◆ **DATA SHOWN**:
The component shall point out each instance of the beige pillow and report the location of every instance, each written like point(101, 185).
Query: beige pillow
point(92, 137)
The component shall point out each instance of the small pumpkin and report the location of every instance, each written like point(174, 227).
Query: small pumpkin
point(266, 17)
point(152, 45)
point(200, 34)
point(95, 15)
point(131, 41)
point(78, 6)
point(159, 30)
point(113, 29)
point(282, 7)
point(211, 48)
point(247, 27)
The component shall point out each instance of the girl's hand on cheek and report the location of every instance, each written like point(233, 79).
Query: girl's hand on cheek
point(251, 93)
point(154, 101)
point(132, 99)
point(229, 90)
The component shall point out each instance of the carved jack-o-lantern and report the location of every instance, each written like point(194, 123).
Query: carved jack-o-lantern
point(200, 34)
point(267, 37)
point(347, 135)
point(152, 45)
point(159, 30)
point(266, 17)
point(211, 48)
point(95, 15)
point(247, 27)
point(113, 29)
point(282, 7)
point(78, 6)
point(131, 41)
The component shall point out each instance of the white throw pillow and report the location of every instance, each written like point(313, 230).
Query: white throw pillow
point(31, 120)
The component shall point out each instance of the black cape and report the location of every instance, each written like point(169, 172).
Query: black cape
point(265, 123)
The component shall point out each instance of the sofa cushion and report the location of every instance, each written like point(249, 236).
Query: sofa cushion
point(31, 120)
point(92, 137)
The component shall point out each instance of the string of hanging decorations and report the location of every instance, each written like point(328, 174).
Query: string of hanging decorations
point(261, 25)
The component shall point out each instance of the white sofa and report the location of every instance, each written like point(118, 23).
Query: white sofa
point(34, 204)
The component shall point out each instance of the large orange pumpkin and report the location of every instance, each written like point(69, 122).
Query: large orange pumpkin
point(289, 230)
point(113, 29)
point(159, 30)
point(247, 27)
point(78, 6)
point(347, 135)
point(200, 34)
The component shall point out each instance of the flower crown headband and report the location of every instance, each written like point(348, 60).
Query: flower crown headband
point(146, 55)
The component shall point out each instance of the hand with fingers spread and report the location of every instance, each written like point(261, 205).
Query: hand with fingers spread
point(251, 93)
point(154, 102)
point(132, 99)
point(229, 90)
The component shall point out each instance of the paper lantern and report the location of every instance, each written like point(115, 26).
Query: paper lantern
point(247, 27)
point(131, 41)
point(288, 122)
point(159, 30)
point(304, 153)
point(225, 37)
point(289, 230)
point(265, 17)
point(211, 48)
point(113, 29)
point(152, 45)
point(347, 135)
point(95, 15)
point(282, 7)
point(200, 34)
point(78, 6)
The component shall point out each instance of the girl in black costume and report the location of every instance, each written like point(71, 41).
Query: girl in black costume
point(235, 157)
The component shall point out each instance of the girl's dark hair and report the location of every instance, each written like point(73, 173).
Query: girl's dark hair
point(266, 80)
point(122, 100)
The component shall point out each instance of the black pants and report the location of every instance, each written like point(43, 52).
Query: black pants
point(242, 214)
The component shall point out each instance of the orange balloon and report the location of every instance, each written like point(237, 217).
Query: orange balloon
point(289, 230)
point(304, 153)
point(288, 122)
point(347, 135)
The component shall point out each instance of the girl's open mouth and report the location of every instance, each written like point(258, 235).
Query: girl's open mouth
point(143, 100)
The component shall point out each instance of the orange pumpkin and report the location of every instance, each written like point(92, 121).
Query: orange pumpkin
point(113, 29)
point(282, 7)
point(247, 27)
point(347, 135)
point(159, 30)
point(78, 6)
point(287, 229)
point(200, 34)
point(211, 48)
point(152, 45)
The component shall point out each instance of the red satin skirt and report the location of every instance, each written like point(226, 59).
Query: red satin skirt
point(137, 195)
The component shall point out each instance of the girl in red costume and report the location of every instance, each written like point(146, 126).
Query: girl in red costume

◆ **JOB**: Please update the listing lines starting at the line containing "like point(71, 41)." and ending at the line containing "point(122, 100)", replacing "dark hair" with "brown hair" and leaving everything else unchanged.

◆ **RESPONSE TO THE EXERCISE**:
The component shall point out each instance of the girl in black costume and report the location of every instance, each written like point(71, 41).
Query: girl in black costume
point(235, 157)
The component shall point out each instance of the girl's brown hair and report the location of every instance, each written like point(73, 173).
Query: girl's brown hair
point(266, 80)
point(122, 100)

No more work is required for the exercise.